### TEXTE DE LA PAGE
####

Les 11-17 ans et la société française, avril 2001

(notes pour le service jeunesse du diocèse de Lyon)

thème

Entrée dans la vie adulte

sources

 

■ GALLAND, Olivier,

divers ouvrages

 

■ Economie & Humanisme,

Fiches d’expériences analysées dans le Rapport du Commissariat au Plan sur la politique de la jeunesse, 2001.

 

La vie adulte se caractérise généralement dans nos sociétés par une vie professionnelle et secondairement aujourd’hui par une vie maritale. La première fiche de paie et les premiers rapports sexuels, surtout pour les garçons, constituaient un passage à un autre âge de la vie.

 

En 1964, 30.2% des jeunes de 14 ans étaient au travail contre 0% en 1991, 59.2% des jeunes de 16 ans contre 1.5%, 81.4% des jeunes de 18 ans contre 18.4%. La crise de l’adolescence n’a plus la limite visible qu’était le travail professionnel. L’école devient leur lieu de travail durant 12 ans pour la plupart.

####

### DONNÉES FOURNIES
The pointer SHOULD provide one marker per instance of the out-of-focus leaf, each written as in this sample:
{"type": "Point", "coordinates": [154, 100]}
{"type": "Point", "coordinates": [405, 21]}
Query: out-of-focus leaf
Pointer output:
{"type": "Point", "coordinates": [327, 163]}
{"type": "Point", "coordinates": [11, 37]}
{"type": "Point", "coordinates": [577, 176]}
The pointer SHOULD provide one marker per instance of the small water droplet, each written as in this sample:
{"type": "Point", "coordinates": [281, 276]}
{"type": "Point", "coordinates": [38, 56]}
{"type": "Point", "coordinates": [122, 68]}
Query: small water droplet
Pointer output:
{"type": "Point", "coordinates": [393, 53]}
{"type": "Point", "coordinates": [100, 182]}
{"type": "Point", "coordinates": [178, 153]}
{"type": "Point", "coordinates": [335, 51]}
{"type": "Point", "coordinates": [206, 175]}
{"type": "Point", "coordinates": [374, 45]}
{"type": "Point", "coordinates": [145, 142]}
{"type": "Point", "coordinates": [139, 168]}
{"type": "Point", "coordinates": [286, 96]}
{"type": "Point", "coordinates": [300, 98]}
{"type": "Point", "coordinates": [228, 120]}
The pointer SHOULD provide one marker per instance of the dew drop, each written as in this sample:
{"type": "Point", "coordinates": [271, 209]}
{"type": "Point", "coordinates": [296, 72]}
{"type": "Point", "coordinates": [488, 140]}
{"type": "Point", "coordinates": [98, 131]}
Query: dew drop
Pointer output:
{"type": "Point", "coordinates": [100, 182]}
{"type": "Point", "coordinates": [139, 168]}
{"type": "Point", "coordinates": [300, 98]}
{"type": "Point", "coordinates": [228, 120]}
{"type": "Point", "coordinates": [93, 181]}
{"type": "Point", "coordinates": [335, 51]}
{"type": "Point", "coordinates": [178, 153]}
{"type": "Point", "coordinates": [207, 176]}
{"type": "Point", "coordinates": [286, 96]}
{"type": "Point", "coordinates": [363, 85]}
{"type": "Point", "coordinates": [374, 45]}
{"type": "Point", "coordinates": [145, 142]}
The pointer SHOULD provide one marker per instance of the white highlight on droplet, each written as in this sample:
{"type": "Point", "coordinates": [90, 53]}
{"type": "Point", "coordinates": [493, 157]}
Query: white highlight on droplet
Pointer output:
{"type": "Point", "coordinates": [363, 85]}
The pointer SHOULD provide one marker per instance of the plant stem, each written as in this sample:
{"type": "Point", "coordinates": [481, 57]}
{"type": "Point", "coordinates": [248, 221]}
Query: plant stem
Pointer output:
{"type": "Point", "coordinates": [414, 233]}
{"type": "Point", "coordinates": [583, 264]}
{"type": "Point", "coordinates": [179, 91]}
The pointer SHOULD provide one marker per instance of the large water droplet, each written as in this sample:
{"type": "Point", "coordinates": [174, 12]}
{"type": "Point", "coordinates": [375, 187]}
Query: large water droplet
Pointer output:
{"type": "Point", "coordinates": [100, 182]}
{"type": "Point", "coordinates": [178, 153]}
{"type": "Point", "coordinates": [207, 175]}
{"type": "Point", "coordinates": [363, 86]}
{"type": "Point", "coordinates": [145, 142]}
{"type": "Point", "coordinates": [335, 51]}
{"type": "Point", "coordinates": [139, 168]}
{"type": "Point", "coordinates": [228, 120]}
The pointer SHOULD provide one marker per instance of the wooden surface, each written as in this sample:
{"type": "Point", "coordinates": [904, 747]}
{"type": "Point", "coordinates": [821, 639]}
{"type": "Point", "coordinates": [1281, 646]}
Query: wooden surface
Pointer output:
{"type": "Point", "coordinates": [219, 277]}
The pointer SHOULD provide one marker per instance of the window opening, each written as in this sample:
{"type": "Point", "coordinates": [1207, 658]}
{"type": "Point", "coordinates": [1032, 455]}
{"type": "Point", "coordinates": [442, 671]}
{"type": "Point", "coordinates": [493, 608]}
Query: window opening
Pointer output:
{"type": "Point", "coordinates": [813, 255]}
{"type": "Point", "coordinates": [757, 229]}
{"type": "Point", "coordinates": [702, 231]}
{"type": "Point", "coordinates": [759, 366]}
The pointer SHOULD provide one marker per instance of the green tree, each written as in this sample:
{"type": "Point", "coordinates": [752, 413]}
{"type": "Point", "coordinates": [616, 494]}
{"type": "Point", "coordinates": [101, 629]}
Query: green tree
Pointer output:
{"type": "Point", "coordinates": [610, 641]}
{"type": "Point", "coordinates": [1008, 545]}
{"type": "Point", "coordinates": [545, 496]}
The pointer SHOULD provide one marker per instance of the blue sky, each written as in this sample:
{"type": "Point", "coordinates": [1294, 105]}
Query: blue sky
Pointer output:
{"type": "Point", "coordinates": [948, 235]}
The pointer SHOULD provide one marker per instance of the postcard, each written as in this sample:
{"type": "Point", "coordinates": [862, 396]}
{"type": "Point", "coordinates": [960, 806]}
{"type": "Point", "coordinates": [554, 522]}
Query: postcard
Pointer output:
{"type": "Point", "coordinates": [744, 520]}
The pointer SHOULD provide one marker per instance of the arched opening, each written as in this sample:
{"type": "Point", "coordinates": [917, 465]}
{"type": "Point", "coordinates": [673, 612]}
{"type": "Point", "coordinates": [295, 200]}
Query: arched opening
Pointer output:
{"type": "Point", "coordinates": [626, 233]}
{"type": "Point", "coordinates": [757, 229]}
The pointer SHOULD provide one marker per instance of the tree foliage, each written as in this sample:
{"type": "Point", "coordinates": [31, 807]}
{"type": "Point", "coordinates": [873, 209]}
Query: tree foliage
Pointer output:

####

### CONSIGNES À SUIVRE
a – Répondez aux questions suivantes d'après les notes sur les 11-17 ans :
(i) Pour quel service ces notes ont-elles été rédigées ?
(ii) Quel pourcentage des jeunes de 16 ans étaient au travail en 1964 ?
(iii) Pendant combien d'années l'école devient-elle le lieu de travail de la plupart des jeunes ?
b – Recopiez à l'identique le passage des notes sur les 11-17 ans qui va de « En 1964, 30.2% » à « pour la plupart. ».
c – Réécrivez sous forme de liste le paragraphe des notes sur les 11-17 ans qui commence par « En 1964, 30.2% des jeunes », en conservant ses faits principaux.
Les enregistrements n'interviennent pas ici.

### RÉPONSES PAR CONSIGNE
a –
(i) Le service jeunesse du diocèse de Lyon.
(ii) 59.2%.
(iii) 12 ans.

b –
En 1964, 30.2% des jeunes de 14 ans étaient au travail contre 0% en 1991, 59.2% des jeunes de 16 ans contre 1.5%, 81.4% des jeunes de 18 ans contre 18.4%. La crise de l’adolescence n’a plus la limite visible qu’était le travail professionnel. L’école devient leur lieu de travail durant 12 ans pour la plupart.

c –
- Part des jeunes au travail, en 1964 contre 1991 :
  - 14 ans : 30.2% contre 0%
  - 16 ans : 59.2% contre 1.5%
  - 18 ans : 81.4% contre 18.4%
- La crise de l'adolescence n'a plus la limite visible que constituait le travail professionnel.
- Pour la plupart des jeunes, l'école devient le lieu de travail durant 12 ans.